# Start of Data supplied

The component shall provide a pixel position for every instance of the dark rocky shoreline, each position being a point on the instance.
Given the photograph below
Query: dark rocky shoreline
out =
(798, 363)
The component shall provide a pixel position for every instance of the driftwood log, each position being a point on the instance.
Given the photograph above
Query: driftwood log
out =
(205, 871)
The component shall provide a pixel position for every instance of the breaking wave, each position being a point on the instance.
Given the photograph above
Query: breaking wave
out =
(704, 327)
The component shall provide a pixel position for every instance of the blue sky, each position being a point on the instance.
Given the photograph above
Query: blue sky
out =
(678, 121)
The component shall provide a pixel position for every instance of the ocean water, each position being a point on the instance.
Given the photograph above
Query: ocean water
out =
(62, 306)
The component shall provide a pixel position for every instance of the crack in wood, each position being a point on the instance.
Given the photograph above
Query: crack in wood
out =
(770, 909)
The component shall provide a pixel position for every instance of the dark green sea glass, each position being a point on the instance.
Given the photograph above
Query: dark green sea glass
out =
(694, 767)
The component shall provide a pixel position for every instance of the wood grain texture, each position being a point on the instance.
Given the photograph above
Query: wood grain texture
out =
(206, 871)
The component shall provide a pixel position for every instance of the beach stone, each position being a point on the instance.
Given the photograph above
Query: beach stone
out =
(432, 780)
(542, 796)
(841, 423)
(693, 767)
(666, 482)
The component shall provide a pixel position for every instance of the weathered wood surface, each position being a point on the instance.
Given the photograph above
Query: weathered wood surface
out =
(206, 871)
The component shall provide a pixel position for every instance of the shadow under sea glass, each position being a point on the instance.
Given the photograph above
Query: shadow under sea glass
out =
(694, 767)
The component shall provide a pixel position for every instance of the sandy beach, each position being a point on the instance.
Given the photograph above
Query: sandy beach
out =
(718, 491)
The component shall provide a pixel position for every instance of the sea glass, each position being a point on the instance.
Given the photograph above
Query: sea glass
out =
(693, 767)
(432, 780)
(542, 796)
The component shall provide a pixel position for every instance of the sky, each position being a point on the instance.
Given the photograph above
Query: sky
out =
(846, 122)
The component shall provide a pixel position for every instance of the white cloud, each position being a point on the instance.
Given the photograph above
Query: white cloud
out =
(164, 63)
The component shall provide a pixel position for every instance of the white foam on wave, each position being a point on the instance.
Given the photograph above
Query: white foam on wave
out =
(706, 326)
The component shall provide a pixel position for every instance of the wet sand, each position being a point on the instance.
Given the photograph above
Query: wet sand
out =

# End of Data supplied

What to do
Set all of the records down again, exactly as they stand.

Final result
The component shall provide a pixel position for every instance of the dark rocky shoreline, each position being a point on the instance.
Given the photograph below
Query: dark rocky shoreline
out =
(798, 363)
The component shall provide a pixel position for every instance of the driftwood log, each position being a point on the instance.
Given the photograph above
Query: driftwood log
out =
(205, 871)
The component shall provide a pixel position for every instance of the breaking wave, each position being a point on the instance.
Given the photograph above
Query: breaking wave
out =
(704, 327)
The component shall provide a pixel position for every instance of the blue sky, each position being a point on the instance.
Given the photograph above
Query: blue sky
out =
(678, 121)
The component shall provide a pixel position for every instance of the ocean water, each position being a point on the instance.
Given the photograph above
Query: ocean water
out =
(62, 306)
The component shall provide a pixel position for every instance of the crack in wood, each position being a point on the instance.
Given the photograph above
Query: crack in wood
out =
(770, 909)
The component shall provide a pixel position for every instance of the dark green sea glass, each position being a point on the instance.
Given the photograph above
Query: dark green sea glass
out =
(694, 767)
The component shall provide a pixel position for every instance of the wood grain texture, each position being a point on the instance.
Given the photograph above
Query: wood grain texture
out =
(206, 871)
The component shall provide a pixel position for every instance of the beach stone, each position being a point on the instance.
Given the photograph above
Query: beach stone
out =
(432, 780)
(542, 796)
(841, 423)
(693, 767)
(666, 482)
The component shall provide a pixel position for every instance of the weathered wood surface, each position being a point on the instance.
Given the photograph above
Query: weathered wood surface
out =
(206, 871)
The component shall provide a pixel position for every instance of the shadow under sea glass, each position being a point on the instance.
Given the photograph above
Query: shadow under sea glass
out =
(694, 767)
The component shall provide a pixel position for every instance of the sandy beach, each position being a point on the instance.
Given the photograph above
Query: sandy beach
out =
(718, 491)
The component shall provide a pixel position for every instance of the sea glass, each position being a point on the instance.
Given the photograph above
Query: sea glass
out =
(693, 767)
(432, 780)
(542, 796)
The component shall provide a pixel position for every instance of the sky, each position being a point on the instance.
Given the photograph above
Query: sky
out =
(846, 122)
The component shall provide a pixel position for every instance of the white cloud, each position being a point on the instance.
Given the photograph above
Query: white cloud
out =
(164, 63)
The component shall provide a pixel position for every instance of the white foam on wave, each position being a point on the instance.
Given the photograph above
Query: white foam on wave
out =
(706, 326)
The component shall provide a pixel position for every instance of the wet sand, each position being a point on the instance.
Given the photograph above
Query: wet sand
out =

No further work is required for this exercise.